Required task:
Can you write out the listing below word for word, from its first line up to and including the line that contains "148,52 -> 157,71"?

>> Begin

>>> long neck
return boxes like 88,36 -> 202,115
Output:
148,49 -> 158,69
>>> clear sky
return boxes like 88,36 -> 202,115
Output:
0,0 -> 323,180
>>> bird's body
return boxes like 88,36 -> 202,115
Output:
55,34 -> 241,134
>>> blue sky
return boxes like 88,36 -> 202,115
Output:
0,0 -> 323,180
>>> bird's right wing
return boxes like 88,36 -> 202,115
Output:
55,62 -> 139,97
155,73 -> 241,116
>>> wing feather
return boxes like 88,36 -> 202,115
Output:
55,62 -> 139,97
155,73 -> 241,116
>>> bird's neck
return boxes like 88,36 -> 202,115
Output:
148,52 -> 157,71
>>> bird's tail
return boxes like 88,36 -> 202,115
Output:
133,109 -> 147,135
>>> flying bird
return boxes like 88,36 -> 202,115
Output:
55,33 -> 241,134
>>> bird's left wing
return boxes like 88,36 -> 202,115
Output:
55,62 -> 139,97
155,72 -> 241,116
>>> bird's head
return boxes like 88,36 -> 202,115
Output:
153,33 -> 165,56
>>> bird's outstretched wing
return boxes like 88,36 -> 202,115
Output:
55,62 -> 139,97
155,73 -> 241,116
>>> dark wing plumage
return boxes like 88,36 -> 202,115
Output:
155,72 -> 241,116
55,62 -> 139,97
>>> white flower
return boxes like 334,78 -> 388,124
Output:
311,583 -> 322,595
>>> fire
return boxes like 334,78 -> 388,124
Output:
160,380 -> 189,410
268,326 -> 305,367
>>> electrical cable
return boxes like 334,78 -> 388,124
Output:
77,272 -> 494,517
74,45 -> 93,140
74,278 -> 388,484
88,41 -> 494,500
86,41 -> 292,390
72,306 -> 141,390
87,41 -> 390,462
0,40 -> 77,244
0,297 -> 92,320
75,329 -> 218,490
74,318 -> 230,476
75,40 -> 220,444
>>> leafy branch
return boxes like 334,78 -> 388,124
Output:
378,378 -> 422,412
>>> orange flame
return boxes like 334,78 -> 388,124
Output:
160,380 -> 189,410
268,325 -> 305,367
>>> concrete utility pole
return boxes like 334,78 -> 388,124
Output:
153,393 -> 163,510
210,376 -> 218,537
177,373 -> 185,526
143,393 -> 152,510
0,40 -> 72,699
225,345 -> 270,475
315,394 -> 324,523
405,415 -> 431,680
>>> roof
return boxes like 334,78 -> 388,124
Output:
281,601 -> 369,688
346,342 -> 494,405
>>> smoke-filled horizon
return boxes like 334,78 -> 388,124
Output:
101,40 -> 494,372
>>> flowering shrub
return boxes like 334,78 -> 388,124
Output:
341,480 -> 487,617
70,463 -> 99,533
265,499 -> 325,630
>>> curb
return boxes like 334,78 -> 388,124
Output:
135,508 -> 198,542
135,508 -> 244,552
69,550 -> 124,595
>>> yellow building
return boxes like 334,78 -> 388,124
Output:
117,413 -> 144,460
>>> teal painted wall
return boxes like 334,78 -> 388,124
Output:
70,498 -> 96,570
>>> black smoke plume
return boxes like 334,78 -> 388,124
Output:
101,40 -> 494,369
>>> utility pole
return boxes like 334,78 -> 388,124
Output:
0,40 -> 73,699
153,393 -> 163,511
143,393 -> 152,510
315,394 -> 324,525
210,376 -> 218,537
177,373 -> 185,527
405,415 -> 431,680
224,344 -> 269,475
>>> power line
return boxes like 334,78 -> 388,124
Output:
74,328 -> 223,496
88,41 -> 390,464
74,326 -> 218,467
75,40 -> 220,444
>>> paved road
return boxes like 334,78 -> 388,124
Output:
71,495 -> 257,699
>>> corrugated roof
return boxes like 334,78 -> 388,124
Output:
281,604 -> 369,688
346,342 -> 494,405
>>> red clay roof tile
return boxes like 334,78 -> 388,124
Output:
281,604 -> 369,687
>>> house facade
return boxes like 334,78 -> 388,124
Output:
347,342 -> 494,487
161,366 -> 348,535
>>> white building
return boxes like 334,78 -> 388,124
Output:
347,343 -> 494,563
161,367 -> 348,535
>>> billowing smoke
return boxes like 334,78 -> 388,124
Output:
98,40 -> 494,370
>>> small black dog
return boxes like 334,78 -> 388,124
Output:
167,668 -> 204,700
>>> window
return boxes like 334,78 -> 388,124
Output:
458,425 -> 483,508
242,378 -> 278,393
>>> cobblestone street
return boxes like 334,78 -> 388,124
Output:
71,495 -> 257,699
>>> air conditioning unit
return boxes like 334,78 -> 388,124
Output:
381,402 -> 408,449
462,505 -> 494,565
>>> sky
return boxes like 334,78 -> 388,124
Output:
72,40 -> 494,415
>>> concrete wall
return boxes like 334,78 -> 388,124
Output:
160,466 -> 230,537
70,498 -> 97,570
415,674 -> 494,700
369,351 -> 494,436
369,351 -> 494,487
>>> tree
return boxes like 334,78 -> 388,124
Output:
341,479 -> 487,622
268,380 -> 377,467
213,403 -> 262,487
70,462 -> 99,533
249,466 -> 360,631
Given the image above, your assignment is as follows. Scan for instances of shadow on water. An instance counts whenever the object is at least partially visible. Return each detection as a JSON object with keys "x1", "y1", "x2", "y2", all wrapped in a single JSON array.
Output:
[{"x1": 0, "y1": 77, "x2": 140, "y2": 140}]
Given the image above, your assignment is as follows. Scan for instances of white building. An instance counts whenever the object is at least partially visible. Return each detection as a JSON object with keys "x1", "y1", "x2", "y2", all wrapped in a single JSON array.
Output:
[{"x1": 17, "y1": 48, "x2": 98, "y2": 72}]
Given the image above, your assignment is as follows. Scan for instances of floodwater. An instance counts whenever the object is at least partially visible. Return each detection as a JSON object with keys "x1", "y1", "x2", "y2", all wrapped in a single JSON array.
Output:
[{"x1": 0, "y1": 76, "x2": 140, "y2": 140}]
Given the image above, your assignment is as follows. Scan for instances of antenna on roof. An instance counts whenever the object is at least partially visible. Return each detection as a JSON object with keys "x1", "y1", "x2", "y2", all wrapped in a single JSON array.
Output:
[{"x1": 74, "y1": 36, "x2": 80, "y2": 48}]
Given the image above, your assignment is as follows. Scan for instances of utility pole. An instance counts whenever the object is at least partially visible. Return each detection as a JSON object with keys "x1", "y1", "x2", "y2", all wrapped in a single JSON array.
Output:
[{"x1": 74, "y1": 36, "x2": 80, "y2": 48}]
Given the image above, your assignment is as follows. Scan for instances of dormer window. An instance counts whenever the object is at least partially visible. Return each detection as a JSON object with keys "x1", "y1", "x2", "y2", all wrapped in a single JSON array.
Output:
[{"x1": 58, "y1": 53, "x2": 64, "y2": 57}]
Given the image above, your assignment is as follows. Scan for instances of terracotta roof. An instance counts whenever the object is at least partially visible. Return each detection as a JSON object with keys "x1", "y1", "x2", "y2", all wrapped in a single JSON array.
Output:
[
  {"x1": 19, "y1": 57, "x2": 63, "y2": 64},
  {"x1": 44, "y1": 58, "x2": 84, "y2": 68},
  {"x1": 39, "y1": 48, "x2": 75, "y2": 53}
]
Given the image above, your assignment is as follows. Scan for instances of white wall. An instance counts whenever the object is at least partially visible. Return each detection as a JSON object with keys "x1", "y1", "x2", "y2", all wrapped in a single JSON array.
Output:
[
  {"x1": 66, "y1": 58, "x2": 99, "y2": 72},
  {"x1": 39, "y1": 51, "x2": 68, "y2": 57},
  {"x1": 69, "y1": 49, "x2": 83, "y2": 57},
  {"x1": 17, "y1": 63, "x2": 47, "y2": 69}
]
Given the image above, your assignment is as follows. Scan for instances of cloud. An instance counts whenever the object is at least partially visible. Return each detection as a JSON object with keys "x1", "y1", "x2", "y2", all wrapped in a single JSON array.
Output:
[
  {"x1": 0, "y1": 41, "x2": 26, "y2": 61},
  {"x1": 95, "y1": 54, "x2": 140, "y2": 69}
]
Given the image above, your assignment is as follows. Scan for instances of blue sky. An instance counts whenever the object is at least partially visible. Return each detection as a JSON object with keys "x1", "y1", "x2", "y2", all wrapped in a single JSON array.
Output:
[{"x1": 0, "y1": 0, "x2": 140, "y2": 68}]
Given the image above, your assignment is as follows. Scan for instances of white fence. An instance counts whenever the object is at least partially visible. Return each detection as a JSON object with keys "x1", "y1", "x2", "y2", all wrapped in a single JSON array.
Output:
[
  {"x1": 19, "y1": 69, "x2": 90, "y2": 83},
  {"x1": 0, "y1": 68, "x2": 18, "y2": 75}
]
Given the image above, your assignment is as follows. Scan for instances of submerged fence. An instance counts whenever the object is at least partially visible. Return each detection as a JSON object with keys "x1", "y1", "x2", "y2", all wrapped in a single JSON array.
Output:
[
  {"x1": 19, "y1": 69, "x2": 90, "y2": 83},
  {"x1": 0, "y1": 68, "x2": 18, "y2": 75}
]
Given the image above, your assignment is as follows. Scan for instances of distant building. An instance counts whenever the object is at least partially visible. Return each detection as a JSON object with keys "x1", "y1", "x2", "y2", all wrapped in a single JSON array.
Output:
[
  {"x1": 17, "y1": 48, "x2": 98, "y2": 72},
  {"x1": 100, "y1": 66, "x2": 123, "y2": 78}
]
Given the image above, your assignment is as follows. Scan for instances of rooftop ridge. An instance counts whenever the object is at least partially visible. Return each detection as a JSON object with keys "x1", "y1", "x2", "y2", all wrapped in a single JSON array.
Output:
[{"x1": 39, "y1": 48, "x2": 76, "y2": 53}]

>> End

Solved exercise:
>>> long neck
return boxes like 88,36 -> 202,115
Output:
148,49 -> 158,69
>>> clear sky
return boxes like 88,36 -> 202,115
Output:
0,0 -> 323,180
>>> bird's body
return boxes like 88,36 -> 202,115
Output:
55,34 -> 241,134
>>> blue sky
return boxes like 88,36 -> 202,115
Output:
0,0 -> 323,180
>>> bird's right wing
return boxes like 88,36 -> 202,115
Output:
55,62 -> 139,97
155,73 -> 241,116
>>> wing feather
return boxes like 88,36 -> 202,115
Output:
55,62 -> 139,97
155,73 -> 241,116
>>> bird's neck
return boxes like 88,36 -> 202,115
Output:
148,52 -> 157,71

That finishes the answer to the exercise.